### ИССЛЕДУЕМЫЙ ТЕКСТ:
+--
И в подкрепление мотива: «Стал я сильным, как терн, и железным — даже окиси привкус во рту». И еще: «Приснилось мне, что я чугунным стал. Мне двигаться мешает пьедестал». И еще: «Революция… по каменным лестницам шла».

Окаменение, ознобом схватившее стих Смелякова в послевоенную пору, было позднее истолковано как финал эпопеи, близкой к самоотрицанию. То есть — как развенчание революции, как признание краха ее, чуть не как потаенная антисоветчина; именно так были восприняты «демократической общественностью» поздние смеляковские эпитафии комиссарам, вроде стихотворения 1963 года «Курсистка» — о революционной фурии, которая ставила к стенке врагов революции, а потом сама угодила в Гулаг, отсидела срок и теперь получает старушечью партпенсию, пронзая собесскую очередь непреклонным стальным взглядом.
+--
(Позиции из набора данных)
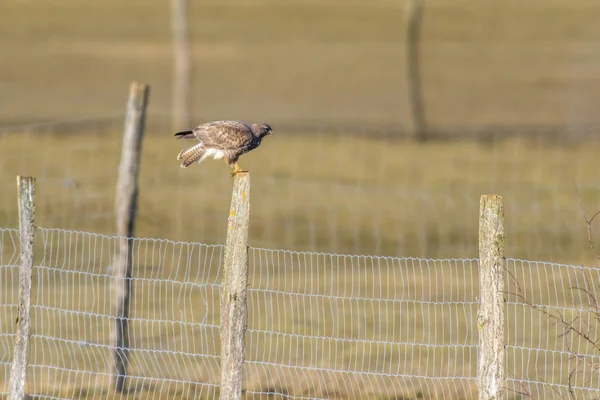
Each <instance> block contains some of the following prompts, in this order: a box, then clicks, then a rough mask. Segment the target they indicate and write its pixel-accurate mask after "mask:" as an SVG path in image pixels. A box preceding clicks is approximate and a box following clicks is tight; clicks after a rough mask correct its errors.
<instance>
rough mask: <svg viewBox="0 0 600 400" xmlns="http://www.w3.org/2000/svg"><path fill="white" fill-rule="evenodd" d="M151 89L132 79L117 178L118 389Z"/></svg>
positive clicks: (115, 335) (117, 284) (117, 285)
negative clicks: (122, 147) (139, 173)
mask: <svg viewBox="0 0 600 400" xmlns="http://www.w3.org/2000/svg"><path fill="white" fill-rule="evenodd" d="M149 93H150V88H149V87H148V85H141V84H137V83H136V82H133V83H132V84H131V86H130V90H129V101H128V103H127V116H126V120H125V131H124V134H123V148H122V154H121V164H120V166H119V177H118V180H117V195H116V203H115V208H116V218H117V235H118V236H119V238H118V239H117V243H116V248H115V255H114V260H113V271H114V272H113V274H114V276H113V282H112V290H113V301H114V303H113V307H114V313H115V317H116V320H115V326H114V328H113V331H112V338H111V339H112V344H113V346H114V347H115V348H114V350H113V355H112V368H111V370H112V373H114V374H115V378H114V385H115V389H116V390H117V391H119V392H123V391H124V390H125V378H126V376H127V361H128V352H129V332H128V322H129V303H130V298H131V276H132V270H133V248H132V247H133V236H134V225H135V217H136V213H137V198H138V176H139V169H140V156H141V150H142V138H143V136H144V123H145V119H146V106H147V105H148V96H149Z"/></svg>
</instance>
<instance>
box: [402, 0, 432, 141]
mask: <svg viewBox="0 0 600 400" xmlns="http://www.w3.org/2000/svg"><path fill="white" fill-rule="evenodd" d="M424 1H425V0H408V8H407V19H406V77H407V80H408V82H407V84H408V96H409V102H410V111H411V117H412V122H413V125H412V128H413V136H414V137H415V138H416V139H417V140H420V141H425V140H427V126H426V124H425V106H424V105H423V95H422V92H421V71H420V69H421V60H420V56H421V55H420V46H421V20H422V17H423V2H424Z"/></svg>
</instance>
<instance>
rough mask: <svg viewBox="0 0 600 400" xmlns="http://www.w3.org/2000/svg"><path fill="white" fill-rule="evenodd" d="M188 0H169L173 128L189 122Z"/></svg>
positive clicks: (189, 103) (181, 129)
mask: <svg viewBox="0 0 600 400" xmlns="http://www.w3.org/2000/svg"><path fill="white" fill-rule="evenodd" d="M188 3H189V1H188V0H171V14H172V19H171V24H172V26H171V28H172V32H173V56H174V57H173V60H174V67H173V121H172V123H173V129H174V130H176V131H180V130H183V129H187V128H188V126H189V124H190V95H191V80H192V79H191V75H192V61H191V56H190V46H189V36H188V29H187V26H188V24H187V14H188Z"/></svg>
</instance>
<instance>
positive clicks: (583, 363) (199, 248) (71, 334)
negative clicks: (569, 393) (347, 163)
mask: <svg viewBox="0 0 600 400" xmlns="http://www.w3.org/2000/svg"><path fill="white" fill-rule="evenodd" d="M37 234H38V240H37V249H36V251H37V257H36V259H37V261H36V265H35V267H34V271H33V287H32V305H31V317H32V322H31V327H32V330H31V343H30V356H29V367H28V368H29V369H28V379H29V381H28V384H27V390H28V393H29V394H30V395H32V397H34V398H48V399H70V398H100V399H101V398H106V399H112V398H120V396H121V395H120V394H119V393H117V392H115V390H114V386H113V385H112V381H113V379H114V378H115V374H114V372H113V370H112V368H111V365H112V363H111V355H112V353H113V351H114V350H115V347H114V345H113V343H112V340H111V329H112V327H113V325H114V323H115V317H114V316H113V315H114V314H113V309H112V304H111V297H112V296H111V282H112V280H113V279H115V278H114V277H113V274H112V270H111V263H112V258H113V255H114V254H113V253H114V251H115V246H116V242H117V239H118V238H117V237H114V236H106V235H101V234H95V233H85V232H78V231H68V230H61V229H46V228H38V233H37ZM0 240H1V241H0V263H1V264H0V279H1V281H0V283H1V286H0V290H1V299H2V303H1V304H0V308H1V309H2V311H3V312H2V325H1V327H2V329H1V331H0V343H1V346H0V348H1V349H2V354H1V357H0V371H1V372H0V380H1V382H0V394H6V392H7V388H8V376H9V370H10V362H11V359H12V351H13V344H14V332H15V324H14V320H15V318H16V313H17V310H16V304H17V296H18V292H17V288H18V284H17V283H18V263H19V260H18V232H17V231H16V230H13V229H1V230H0ZM133 248H134V250H133V265H134V272H133V276H132V278H131V279H132V287H133V294H132V299H131V313H130V318H129V326H130V331H129V335H130V342H129V369H128V371H127V376H128V377H127V387H128V393H129V394H130V395H134V396H138V397H140V398H151V399H153V398H156V399H160V398H196V399H204V398H215V397H217V396H218V387H219V383H220V356H219V354H220V336H219V323H220V300H219V289H220V281H221V264H222V261H223V253H224V248H223V247H222V246H220V245H205V244H200V243H187V242H173V241H169V240H163V239H134V240H133ZM249 259H250V266H249V267H250V269H249V280H248V282H249V287H248V330H247V336H246V357H245V358H246V362H245V365H244V389H245V396H246V398H258V397H261V396H275V397H276V398H286V399H287V398H290V399H291V398H293V399H332V398H339V399H364V398H396V399H398V398H402V399H416V398H425V399H442V398H457V399H470V398H476V395H477V388H476V371H477V349H478V334H477V323H476V320H477V318H476V316H477V306H478V293H479V288H478V261H477V259H438V260H430V259H417V258H393V257H377V256H354V255H343V254H327V253H308V252H294V251H287V250H269V249H263V248H250V252H249ZM506 268H507V284H506V288H507V294H506V301H507V303H506V304H507V305H506V311H507V316H506V321H507V327H506V335H507V336H506V340H507V354H506V362H507V376H508V379H507V389H508V390H507V394H506V398H507V399H512V398H514V397H515V396H517V393H521V397H523V398H527V397H530V398H538V399H541V398H544V399H546V398H561V397H567V396H568V393H569V390H572V391H574V392H575V393H576V394H577V396H578V398H593V396H598V395H600V381H599V377H598V373H597V370H596V369H595V366H596V365H598V362H599V360H598V357H599V356H600V355H599V353H598V349H597V347H596V345H594V343H595V342H596V340H597V339H598V337H597V333H596V328H597V325H596V324H597V321H598V319H597V318H598V312H597V309H595V308H593V307H591V306H593V305H594V304H595V303H594V302H593V299H595V298H597V297H596V296H597V294H598V290H599V289H598V288H599V287H600V272H598V271H597V270H596V269H593V268H586V267H582V266H574V265H560V264H550V263H543V262H530V261H523V260H518V259H508V260H507V263H506ZM548 313H551V314H552V315H556V316H559V318H562V319H558V322H557V320H556V319H552V318H550V317H549V316H548ZM561 320H562V321H568V322H569V324H570V325H569V326H572V327H574V328H576V329H577V330H578V331H581V332H586V334H587V335H588V336H589V337H590V340H585V338H583V337H582V336H578V335H577V334H575V333H574V332H573V331H569V332H567V333H566V334H565V332H566V331H567V329H566V328H567V327H568V326H565V325H564V324H562V325H561V323H560V321H561ZM573 371H574V372H573Z"/></svg>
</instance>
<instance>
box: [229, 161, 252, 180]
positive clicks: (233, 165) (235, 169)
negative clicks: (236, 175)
mask: <svg viewBox="0 0 600 400" xmlns="http://www.w3.org/2000/svg"><path fill="white" fill-rule="evenodd" d="M233 167H234V169H233V172H232V173H231V176H232V177H234V176H236V175H237V174H239V173H240V172H248V171H246V170H245V169H241V168H240V166H239V165H237V163H233Z"/></svg>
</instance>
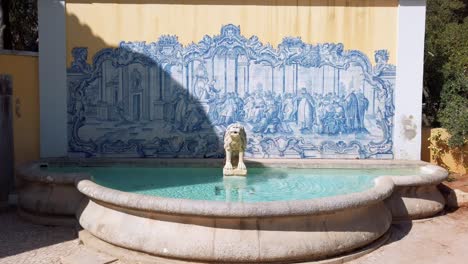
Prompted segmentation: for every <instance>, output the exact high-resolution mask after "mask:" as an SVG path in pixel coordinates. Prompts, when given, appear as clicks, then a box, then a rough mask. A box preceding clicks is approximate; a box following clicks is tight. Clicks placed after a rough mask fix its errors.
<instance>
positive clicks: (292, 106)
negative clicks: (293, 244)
mask: <svg viewBox="0 0 468 264" xmlns="http://www.w3.org/2000/svg"><path fill="white" fill-rule="evenodd" d="M72 55H73V57H74V60H73V62H72V65H71V67H70V68H69V69H68V91H69V93H68V129H69V153H70V155H75V156H85V157H93V156H97V157H206V158H209V157H222V156H223V155H224V154H223V153H224V152H223V144H222V138H223V131H225V129H226V127H227V126H229V125H230V124H233V123H240V124H242V125H243V126H244V127H245V129H246V131H247V133H248V134H249V135H251V136H250V137H249V139H248V140H249V141H248V144H247V149H246V153H245V155H246V156H247V157H259V158H262V157H289V158H392V157H393V152H392V147H393V142H392V135H393V115H394V105H393V89H394V85H395V66H393V65H390V64H388V56H389V55H388V53H387V52H386V51H385V50H378V51H376V52H375V58H374V59H375V62H376V63H375V65H372V64H371V62H370V61H369V59H368V58H367V56H365V55H364V54H363V53H362V52H360V51H356V50H349V51H345V50H344V47H343V45H342V44H331V43H324V44H317V45H311V44H307V43H304V42H303V41H302V40H301V39H300V38H293V37H287V38H284V40H283V42H282V43H281V44H280V45H279V46H278V48H277V49H274V48H273V47H271V46H270V45H268V44H267V45H264V44H263V43H261V42H260V40H259V39H258V38H257V37H256V36H252V37H250V38H248V39H247V38H245V37H244V36H242V35H241V33H240V28H239V27H237V26H234V25H226V26H223V27H222V28H221V34H220V35H218V36H214V37H211V36H205V37H203V39H202V40H201V41H200V42H199V43H196V44H195V43H192V44H190V45H188V46H185V47H184V46H182V45H181V44H180V43H179V42H178V40H177V37H176V36H161V37H160V38H159V40H158V41H157V42H153V43H145V42H122V43H121V44H120V46H119V47H118V48H116V49H103V50H101V51H99V52H98V53H97V54H96V55H95V56H94V58H93V62H92V64H88V63H87V49H86V48H75V49H73V51H72Z"/></svg>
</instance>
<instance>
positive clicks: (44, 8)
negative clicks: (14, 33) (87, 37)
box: [38, 0, 68, 158]
mask: <svg viewBox="0 0 468 264" xmlns="http://www.w3.org/2000/svg"><path fill="white" fill-rule="evenodd" d="M38 13H39V38H40V41H39V102H40V124H41V125H40V129H41V130H40V141H41V152H40V153H41V157H42V158H47V157H63V156H66V155H67V145H68V144H67V141H68V140H67V82H66V81H67V73H66V48H65V43H66V36H65V24H66V19H65V1H64V0H39V1H38Z"/></svg>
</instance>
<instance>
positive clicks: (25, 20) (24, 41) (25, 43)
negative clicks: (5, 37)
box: [10, 0, 39, 51]
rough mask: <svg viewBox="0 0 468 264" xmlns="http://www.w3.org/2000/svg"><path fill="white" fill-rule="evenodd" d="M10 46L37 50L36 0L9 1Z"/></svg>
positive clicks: (37, 28)
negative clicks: (11, 39)
mask: <svg viewBox="0 0 468 264" xmlns="http://www.w3.org/2000/svg"><path fill="white" fill-rule="evenodd" d="M10 24H11V35H12V46H13V49H15V50H28V51H37V50H38V39H39V36H38V20H37V0H21V1H14V0H13V1H11V2H10Z"/></svg>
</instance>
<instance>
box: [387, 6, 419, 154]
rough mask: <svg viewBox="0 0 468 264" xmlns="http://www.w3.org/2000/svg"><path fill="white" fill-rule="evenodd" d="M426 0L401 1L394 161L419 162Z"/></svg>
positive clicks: (397, 75)
mask: <svg viewBox="0 0 468 264" xmlns="http://www.w3.org/2000/svg"><path fill="white" fill-rule="evenodd" d="M425 17H426V1H425V0H400V4H399V8H398V46H397V47H398V56H397V72H396V75H397V76H396V87H395V97H394V99H395V101H394V102H395V116H394V124H395V125H394V132H393V133H394V134H393V140H394V145H393V151H394V154H395V159H406V160H420V159H421V115H422V88H423V70H424V69H423V63H424V30H425Z"/></svg>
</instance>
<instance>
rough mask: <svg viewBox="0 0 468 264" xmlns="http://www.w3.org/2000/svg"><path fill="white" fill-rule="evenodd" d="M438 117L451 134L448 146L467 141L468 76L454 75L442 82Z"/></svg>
mask: <svg viewBox="0 0 468 264" xmlns="http://www.w3.org/2000/svg"><path fill="white" fill-rule="evenodd" d="M438 118H439V120H440V123H441V125H442V127H444V128H446V129H447V131H448V132H449V133H450V135H451V137H450V139H449V141H448V145H449V146H450V147H459V146H463V145H464V144H466V143H467V134H466V133H467V131H468V78H467V76H466V75H462V74H459V75H457V76H454V77H453V78H452V79H449V80H448V81H447V82H446V83H445V84H444V87H443V90H442V96H441V110H440V112H439V114H438Z"/></svg>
+--
### ЧТО ТРЕБУЕТСЯ:
Повторите дословно отрывок из текста о стихах Смелякова: от слов «И в подкрепление» по слова «непреклонным стальным взглядом.» включительно. Строки — самостоятельный материал, к тексту они отношения не имеют.

### РЕШЕНИЕ ЗАДАНИЯ:
И в подкрепление мотива: «Стал я сильным, как терн, и железным — даже окиси привкус во рту». И еще: «Приснилось мне, что я чугунным стал. Мне двигаться мешает пьедестал». И еще: «Революция… по каменным лестницам шла».

Окаменение, ознобом схватившее стих Смелякова в послевоенную пору, было позднее истолковано как финал эпопеи, близкой к самоотрицанию. То есть — как развенчание революции, как признание краха ее, чуть не как потаенная антисоветчина; именно так были восприняты «демократической общественностью» поздние смеляковские эпитафии комиссарам, вроде стихотворения 1963 года «Курсистка» — о революционной фурии, которая ставила к стенке врагов революции, а потом сама угодила в Гулаг, отсидела срок и теперь получает старушечью партпенсию, пронзая собесскую очередь непреклонным стальным взглядом.